EXTRACT PROVIDED ->
==========

- Date formed: 8 March 1985
- Date dissolved: 13 February 1986

People and organisations
- Head of state: Ashoknath Banerji (16 April 1982 – 25 February 1987)
- Head of government: Ramakrishna Hegde
- No. of ministers: 30
- Member parties: JP
- Status in legislature: Majority
- Opposition party: Indian National Congress
- Opposition leader: S. Bangarappa(assembly)

History
- Election: 1985
- Outgoing election: 1989 (After S. R. Bommai Ministry)
- Legislature terms: 6 years (Council) 5 years (Assembly)
- Predecessor: First Hegde ministry
- Successor: Third Hegde ministry

= Second Hegde ministry =

Government of Karnataka, India (1985–86)

Ramakrishna Hegde ministry was the Council of Ministers in Karnataka, a state in South India headed by Ramakrishna Hegde of the Janata Party.

The ministry had multiple ministers including the Chief Minister. All ministers belonged to the Janata Party.

After Ramakrishna Hegde, during his previous term, resigned the chief minister post and dissolved the Legislative Assembly on 29 December 1984, the Janata Party won the elections again and he was elected leader. He took charge as Chief Minister of the State on 8 March 1985. He was in power till he resigned on 13 February 1986.

Later he was sworn in as Chief Minister on 16 February 1986.

==========

CHALLENGES ->
[1] List every person named in the Second Hegde ministry text.
[2] Reproduce the passage of the Second Hegde ministry text that starts at the words "People and organisations" and ends after the words "5 years (Assembly)".

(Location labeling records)
==========

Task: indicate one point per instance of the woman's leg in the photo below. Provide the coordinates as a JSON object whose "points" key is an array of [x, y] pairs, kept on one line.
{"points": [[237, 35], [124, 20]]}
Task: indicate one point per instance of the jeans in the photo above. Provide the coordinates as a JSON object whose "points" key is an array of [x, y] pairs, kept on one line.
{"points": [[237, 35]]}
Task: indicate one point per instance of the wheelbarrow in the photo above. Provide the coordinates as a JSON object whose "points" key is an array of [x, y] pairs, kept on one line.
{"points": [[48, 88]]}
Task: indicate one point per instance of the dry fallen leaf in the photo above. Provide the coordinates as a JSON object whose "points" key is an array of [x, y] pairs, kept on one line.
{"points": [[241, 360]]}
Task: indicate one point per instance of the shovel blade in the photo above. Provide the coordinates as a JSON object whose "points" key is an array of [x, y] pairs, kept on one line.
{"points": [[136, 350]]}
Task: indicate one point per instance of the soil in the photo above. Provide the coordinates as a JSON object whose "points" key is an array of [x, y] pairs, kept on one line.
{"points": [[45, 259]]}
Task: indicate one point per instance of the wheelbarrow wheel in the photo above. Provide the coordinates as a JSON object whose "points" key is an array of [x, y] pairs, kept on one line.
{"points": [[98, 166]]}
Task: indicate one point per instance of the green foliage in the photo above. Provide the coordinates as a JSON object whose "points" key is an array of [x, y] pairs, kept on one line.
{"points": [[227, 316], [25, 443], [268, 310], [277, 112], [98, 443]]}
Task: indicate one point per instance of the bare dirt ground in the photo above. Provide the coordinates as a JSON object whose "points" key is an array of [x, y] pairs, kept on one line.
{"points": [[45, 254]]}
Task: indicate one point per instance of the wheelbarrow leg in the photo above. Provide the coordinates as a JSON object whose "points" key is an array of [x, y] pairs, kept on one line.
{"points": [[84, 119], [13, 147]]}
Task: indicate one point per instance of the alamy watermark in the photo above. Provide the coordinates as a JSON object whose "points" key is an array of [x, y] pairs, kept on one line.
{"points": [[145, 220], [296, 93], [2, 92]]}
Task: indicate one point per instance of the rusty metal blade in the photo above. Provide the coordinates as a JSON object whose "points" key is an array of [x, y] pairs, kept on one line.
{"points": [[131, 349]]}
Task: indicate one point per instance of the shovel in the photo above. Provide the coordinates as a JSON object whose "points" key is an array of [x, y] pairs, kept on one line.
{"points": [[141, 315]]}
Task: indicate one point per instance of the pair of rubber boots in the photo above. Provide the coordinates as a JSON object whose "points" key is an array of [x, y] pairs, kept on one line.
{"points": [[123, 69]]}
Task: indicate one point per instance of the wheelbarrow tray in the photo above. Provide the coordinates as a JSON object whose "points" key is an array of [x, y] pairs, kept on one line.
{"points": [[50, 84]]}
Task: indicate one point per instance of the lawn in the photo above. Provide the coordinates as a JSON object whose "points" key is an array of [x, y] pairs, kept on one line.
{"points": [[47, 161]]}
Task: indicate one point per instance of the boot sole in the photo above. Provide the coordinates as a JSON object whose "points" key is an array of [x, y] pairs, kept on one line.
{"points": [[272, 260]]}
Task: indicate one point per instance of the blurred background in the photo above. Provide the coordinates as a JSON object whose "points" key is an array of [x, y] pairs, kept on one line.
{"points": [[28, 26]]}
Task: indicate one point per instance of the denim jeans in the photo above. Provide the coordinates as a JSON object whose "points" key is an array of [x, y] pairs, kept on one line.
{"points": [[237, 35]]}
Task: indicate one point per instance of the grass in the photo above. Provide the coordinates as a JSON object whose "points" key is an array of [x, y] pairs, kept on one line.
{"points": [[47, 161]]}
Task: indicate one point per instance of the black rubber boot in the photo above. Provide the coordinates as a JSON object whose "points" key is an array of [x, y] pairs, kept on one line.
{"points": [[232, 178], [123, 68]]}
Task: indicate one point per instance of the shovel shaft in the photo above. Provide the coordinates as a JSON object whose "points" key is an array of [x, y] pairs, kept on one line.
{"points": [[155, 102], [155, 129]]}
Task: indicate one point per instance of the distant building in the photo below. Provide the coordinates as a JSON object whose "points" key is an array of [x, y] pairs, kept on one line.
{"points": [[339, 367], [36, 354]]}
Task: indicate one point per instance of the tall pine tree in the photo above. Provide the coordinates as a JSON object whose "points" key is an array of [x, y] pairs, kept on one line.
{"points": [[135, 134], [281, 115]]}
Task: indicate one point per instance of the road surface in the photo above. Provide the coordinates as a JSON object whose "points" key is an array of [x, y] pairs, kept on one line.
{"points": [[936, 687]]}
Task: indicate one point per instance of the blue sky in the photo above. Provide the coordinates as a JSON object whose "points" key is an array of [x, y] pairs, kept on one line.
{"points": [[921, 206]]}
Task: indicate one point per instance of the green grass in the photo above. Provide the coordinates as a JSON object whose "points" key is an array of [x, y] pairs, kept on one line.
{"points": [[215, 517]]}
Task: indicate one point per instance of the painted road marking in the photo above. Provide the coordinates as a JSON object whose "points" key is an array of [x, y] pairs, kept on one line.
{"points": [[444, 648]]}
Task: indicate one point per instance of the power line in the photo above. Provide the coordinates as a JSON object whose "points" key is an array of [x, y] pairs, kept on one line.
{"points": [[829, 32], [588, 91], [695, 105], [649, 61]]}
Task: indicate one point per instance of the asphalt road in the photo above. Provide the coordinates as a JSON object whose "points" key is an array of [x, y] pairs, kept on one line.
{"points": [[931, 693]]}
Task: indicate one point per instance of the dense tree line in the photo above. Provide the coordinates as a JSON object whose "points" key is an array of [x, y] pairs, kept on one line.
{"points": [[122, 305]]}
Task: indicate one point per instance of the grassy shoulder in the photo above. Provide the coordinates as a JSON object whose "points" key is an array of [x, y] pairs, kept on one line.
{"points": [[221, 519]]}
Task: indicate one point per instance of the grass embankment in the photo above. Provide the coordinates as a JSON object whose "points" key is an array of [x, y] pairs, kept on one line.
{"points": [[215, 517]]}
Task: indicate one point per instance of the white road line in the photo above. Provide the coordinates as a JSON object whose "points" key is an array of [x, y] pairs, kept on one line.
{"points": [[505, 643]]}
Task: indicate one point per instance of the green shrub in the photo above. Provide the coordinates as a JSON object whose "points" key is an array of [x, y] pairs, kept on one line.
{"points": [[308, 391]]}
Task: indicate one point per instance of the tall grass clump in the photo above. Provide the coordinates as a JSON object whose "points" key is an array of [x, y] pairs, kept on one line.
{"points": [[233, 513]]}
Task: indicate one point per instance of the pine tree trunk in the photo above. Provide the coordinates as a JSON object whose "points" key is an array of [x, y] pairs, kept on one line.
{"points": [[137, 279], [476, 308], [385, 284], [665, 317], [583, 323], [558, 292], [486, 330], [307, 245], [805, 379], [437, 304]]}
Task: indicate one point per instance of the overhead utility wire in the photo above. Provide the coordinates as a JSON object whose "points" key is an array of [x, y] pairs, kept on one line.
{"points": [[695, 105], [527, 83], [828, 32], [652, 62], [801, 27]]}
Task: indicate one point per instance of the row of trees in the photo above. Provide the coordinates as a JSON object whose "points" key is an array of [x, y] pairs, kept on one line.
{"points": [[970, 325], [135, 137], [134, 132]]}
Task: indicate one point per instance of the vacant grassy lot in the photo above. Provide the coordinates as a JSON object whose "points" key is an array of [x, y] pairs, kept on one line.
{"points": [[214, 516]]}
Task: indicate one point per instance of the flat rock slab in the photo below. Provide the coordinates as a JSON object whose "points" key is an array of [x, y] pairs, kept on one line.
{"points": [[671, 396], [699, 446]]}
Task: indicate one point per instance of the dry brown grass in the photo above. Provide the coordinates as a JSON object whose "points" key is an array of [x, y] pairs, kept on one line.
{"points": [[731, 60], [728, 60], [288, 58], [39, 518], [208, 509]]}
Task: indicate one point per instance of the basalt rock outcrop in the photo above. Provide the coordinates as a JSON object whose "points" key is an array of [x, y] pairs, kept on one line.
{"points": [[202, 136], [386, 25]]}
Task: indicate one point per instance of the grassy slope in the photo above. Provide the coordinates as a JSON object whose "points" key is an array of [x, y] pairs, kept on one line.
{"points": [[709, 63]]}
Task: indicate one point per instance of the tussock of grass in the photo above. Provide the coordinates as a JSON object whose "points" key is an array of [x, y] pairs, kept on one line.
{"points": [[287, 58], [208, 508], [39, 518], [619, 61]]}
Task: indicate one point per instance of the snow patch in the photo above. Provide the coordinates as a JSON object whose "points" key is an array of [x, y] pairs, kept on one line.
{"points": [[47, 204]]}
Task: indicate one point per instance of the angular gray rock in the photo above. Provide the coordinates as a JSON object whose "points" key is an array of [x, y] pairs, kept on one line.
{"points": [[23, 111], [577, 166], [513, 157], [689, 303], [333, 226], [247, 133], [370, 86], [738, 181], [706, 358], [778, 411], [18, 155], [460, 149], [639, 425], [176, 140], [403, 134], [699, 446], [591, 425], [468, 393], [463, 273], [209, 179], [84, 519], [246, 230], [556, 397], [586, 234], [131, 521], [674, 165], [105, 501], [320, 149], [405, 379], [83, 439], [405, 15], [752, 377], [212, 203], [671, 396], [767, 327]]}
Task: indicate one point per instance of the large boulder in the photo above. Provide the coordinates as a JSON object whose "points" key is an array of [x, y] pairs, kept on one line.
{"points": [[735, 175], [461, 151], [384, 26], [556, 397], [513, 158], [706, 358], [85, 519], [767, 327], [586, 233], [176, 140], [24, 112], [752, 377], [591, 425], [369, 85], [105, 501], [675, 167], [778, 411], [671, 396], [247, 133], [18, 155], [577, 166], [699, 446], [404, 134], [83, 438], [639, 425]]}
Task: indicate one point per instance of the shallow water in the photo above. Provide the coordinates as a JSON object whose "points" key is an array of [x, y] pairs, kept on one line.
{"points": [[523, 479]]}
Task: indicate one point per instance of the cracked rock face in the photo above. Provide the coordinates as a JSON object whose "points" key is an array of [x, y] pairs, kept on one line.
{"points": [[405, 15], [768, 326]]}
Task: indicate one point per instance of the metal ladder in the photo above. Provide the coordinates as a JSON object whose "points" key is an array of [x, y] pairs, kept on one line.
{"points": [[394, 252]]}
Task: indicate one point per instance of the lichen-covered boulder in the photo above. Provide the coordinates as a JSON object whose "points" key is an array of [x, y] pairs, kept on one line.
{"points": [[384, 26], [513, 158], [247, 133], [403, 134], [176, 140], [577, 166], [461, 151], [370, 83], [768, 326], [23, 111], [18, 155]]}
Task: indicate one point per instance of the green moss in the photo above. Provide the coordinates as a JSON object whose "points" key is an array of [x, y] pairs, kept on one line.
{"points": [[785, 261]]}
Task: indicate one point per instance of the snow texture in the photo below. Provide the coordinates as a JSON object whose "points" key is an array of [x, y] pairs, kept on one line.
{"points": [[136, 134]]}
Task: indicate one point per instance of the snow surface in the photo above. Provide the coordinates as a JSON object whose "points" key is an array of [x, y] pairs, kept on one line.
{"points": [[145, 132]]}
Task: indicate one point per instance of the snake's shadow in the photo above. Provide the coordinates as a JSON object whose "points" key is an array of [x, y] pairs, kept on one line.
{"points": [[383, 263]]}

==========

SOLUTIONS PER TASK ->
[1]
Ashoknath Banerji
Ramakrishna Hegde
S. Bangarappa
S. R. Bommai

[2]
People and organisations
- Head of state: Ashoknath Banerji (16 April 1982 – 25 February 1987)
- Head of government: Ramakrishna Hegde
- No. of ministers: 30
- Member parties: JP
- Status in legislature: Majority
- Opposition party: Indian National Congress
- Opposition leader: S. Bangarappa(assembly)

History
- Election: 1985
- Outgoing election: 1989 (After S. R. Bommai Ministry)
- Legislature terms: 6 years (Council) 5 years (Assembly)